Material for this task:
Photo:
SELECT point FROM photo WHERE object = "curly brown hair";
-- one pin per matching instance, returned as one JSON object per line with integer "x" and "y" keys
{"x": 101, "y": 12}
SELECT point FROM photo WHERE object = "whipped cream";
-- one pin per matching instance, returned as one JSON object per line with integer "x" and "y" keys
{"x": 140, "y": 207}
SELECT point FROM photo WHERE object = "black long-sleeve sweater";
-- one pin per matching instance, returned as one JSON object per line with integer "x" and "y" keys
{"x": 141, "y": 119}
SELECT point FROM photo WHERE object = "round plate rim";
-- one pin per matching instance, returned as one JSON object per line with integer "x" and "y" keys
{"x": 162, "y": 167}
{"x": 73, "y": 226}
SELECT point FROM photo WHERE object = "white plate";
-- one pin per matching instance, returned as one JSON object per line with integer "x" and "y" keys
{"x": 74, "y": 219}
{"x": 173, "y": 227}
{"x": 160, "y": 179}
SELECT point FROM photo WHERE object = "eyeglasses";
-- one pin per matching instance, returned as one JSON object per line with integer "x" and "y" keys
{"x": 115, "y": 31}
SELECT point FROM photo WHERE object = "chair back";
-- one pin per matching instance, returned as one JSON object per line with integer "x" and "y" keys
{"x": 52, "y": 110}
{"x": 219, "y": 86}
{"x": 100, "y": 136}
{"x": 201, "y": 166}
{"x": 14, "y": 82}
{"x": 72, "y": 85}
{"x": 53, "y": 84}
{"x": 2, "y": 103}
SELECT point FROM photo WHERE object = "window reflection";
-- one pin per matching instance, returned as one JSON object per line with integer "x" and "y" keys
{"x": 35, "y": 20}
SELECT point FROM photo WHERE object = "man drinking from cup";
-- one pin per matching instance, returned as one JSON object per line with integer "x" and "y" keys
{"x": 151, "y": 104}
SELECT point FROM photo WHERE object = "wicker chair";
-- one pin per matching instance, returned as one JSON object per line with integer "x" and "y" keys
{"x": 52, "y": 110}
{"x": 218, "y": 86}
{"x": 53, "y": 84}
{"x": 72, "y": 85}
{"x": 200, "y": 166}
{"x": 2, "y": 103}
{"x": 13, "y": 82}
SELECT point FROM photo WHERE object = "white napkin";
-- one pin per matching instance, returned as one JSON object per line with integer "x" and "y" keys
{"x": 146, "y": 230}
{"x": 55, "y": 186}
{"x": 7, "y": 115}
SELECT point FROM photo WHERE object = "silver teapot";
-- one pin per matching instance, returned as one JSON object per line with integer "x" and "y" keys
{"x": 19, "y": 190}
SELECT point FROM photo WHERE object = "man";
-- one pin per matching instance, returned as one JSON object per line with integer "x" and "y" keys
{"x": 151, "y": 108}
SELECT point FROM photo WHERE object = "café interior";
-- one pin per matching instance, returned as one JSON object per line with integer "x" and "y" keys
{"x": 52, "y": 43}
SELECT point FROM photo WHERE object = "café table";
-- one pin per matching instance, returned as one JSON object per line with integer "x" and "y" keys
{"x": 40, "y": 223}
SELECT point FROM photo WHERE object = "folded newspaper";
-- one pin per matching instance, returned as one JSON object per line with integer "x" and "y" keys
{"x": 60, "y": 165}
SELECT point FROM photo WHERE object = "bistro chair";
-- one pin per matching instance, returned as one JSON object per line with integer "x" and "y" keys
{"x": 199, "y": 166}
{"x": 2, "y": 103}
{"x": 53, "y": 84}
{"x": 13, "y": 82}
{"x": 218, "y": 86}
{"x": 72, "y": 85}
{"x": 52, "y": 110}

Work item: Apply a filter for "white" to the data above, then copy each line that matches.

Your solution:
SELECT point FROM photo WHERE object = "white plate";
SELECT point FROM photo WHERE object = "white napkin";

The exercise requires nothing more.